**DIRECTIONS**
Rewrite every entry below, changing "ground-truth boxes" to "reference boxes" wherever it occurs and leaving everything else as it is.

**Stored records**

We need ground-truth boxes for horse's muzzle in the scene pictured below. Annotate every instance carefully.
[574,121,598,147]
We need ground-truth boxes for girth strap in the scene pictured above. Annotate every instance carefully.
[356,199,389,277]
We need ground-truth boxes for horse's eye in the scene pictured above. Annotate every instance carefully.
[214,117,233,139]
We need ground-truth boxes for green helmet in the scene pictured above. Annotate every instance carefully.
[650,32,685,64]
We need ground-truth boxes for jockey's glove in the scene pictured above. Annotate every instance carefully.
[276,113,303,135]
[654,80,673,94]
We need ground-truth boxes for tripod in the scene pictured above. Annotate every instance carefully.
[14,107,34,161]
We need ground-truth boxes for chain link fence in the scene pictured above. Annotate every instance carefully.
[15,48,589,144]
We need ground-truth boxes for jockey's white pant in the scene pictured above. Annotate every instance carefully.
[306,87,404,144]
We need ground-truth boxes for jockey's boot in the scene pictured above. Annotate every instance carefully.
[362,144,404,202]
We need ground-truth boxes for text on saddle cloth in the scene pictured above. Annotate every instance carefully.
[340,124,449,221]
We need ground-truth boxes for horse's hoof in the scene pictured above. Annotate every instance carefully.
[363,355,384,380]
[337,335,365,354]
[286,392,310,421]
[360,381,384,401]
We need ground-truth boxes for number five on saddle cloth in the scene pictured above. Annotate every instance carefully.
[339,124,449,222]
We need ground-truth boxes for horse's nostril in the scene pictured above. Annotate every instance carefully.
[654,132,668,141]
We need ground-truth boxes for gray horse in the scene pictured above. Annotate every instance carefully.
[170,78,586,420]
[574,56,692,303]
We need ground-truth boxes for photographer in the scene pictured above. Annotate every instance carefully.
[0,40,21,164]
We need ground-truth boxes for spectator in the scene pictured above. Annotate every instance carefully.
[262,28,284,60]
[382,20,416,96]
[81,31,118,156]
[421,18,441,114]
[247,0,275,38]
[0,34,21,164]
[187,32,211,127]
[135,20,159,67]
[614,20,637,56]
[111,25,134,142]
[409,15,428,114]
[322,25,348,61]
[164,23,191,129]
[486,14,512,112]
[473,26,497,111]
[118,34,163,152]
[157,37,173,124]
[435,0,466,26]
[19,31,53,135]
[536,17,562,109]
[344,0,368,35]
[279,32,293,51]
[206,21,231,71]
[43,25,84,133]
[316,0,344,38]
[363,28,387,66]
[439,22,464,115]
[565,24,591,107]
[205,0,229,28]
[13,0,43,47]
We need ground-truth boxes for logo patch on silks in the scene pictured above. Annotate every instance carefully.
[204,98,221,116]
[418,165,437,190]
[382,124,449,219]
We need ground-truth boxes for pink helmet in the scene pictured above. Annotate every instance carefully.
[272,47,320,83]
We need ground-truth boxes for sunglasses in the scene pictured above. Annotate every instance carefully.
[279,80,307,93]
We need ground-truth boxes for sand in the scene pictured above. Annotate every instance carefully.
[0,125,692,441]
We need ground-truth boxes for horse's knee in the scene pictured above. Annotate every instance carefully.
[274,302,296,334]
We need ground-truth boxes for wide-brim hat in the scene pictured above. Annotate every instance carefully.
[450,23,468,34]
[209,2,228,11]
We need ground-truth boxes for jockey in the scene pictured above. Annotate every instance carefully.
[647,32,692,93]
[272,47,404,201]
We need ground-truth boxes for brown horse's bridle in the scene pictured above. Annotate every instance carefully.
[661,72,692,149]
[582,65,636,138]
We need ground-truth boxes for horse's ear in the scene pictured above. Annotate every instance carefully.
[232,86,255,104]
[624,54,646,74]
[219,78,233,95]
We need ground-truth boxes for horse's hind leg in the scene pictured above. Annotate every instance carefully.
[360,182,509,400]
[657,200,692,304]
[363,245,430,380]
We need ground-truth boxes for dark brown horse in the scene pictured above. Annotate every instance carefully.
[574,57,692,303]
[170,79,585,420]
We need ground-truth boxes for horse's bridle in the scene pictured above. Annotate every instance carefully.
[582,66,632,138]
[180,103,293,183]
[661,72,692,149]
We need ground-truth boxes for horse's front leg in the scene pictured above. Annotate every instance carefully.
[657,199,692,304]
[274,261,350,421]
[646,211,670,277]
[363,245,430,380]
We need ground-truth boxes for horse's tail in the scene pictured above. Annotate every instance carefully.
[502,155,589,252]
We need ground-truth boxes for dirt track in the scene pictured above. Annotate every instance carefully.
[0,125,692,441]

**SOLUTION**
We need reference boxes for horse's muzzle in the scene pictured below. Annotate every instance carefully.
[574,121,598,147]
We need reference boxes for girth strap in the scene pictured above. Annotate every instance carefully.
[356,199,389,277]
We need reference boxes for horse's eye in the scene pictured above. Annotate every instance carefully.
[214,117,233,139]
We need reference boxes for green helmet in the scene pictured above. Annotate every instance carefully.
[650,32,685,64]
We need reference boxes for jockey's glove in the scene pictured above. Annotate every instance carefully.
[276,113,303,135]
[654,80,673,94]
We need reference boxes for tripod in the scene pictured above. Annotate every instance carefully.
[14,107,34,161]
We need reference boxes for chain link fence in the scene pictured above. Annotate every instance carefully.
[15,48,589,144]
We need reference boxes for jockey's white pant in the scene pictured above. Annotate every instance carefully.
[306,87,404,144]
We need reference boxes for jockey's boot in the scene pictured above. Annotate every instance carefully.
[362,144,404,202]
We need reference boxes for text on saddle cloth in the scene pictured above. Annotate every instance carefully.
[340,124,449,221]
We need reference boxes for horse's hoof in the scene pictured above. Annotate every instance carefully.
[363,355,384,380]
[337,335,365,354]
[286,392,310,421]
[360,381,384,401]
We need reference boxes for number five on saddle cloth in the scene pictured above. Annotate every instance carefully.
[339,124,449,222]
We need reference boxes for horse's nostril in the scene pictured above. Annotate every instance carefully.
[654,132,668,141]
We need reference boxes for gray horse in the scene pictured above. Annotate every instance carefully.
[170,78,586,420]
[574,56,692,303]
We need reference boxes for photographer in the scene pictured above. Annotate every instance carefully.
[0,40,21,164]
We need reference boxes for spectator in the scene pictured above. Annotate every instance carefully.
[262,28,284,60]
[382,20,416,96]
[81,31,118,156]
[421,18,441,114]
[247,0,275,38]
[0,34,21,164]
[187,32,211,127]
[135,20,159,67]
[614,20,637,56]
[111,25,134,142]
[409,15,428,114]
[322,25,348,61]
[164,23,191,129]
[486,14,512,112]
[473,26,497,111]
[118,34,163,152]
[157,37,173,124]
[435,0,466,26]
[19,31,53,135]
[536,17,562,109]
[344,0,368,35]
[279,32,293,51]
[206,21,231,71]
[43,25,84,133]
[316,0,344,38]
[363,28,387,66]
[439,22,464,115]
[565,24,591,107]
[205,0,229,28]
[13,0,43,47]
We need reference boxes for logo patch on silks in the scene pictured above. Annotate every instance carefully.
[204,98,221,116]
[418,165,437,190]
[382,124,449,219]
We need reference boxes for pink helmet in the scene pictured above. Annotate every instance carefully.
[272,47,320,83]
We need reference boxes for sunglasses in the scene pictured above. Annotate every instance carefully.
[279,80,307,93]
We need reference boxes for sand in the scene pictured above. Annotate every instance carefully.
[0,125,692,441]
We need reference boxes for horse's knee in the scene pictured above. Annotate every instance carefully.
[274,302,296,334]
We need reference boxes for wide-brim hat in the scene pictured above. Annotate every instance carefully.
[450,23,468,34]
[209,2,228,11]
We need reference boxes for jockey in the scene pictured above. Annotate every instance carefully.
[647,32,692,93]
[272,47,404,201]
We need reference boxes for brown horse's bridle in the scene pictured above. Annotate every instance carefully.
[661,72,692,149]
[582,65,636,138]
We need reference boxes for horse's ear in the scene pictured above. Annotate every instance carefully.
[232,86,255,104]
[624,54,646,74]
[219,78,233,95]
We need reference boxes for horse's hind leg in the scene pictured above. Annotate every instance carefully.
[360,182,509,400]
[657,200,692,304]
[363,245,430,380]
We need reference boxes for dark brown horse in the scene pictured above. Annotate every instance carefully.
[574,57,692,303]
[170,79,585,420]
We need reference boxes for horse's bridle in the scene pictured above. Annotate every instance carefully.
[582,66,632,138]
[180,103,293,183]
[661,72,692,149]
We need reference boxes for horse's front leg in the scene pictured above. Annotate every instance carefully.
[657,199,692,304]
[274,261,350,421]
[646,211,670,277]
[363,245,430,380]
We need reference boxes for horse's tail in the scene pictured above. Annotate every instance carefully.
[502,155,589,252]
We need reference boxes for dirt track in the scene pictured above. Annotate every instance carefully.
[0,125,692,441]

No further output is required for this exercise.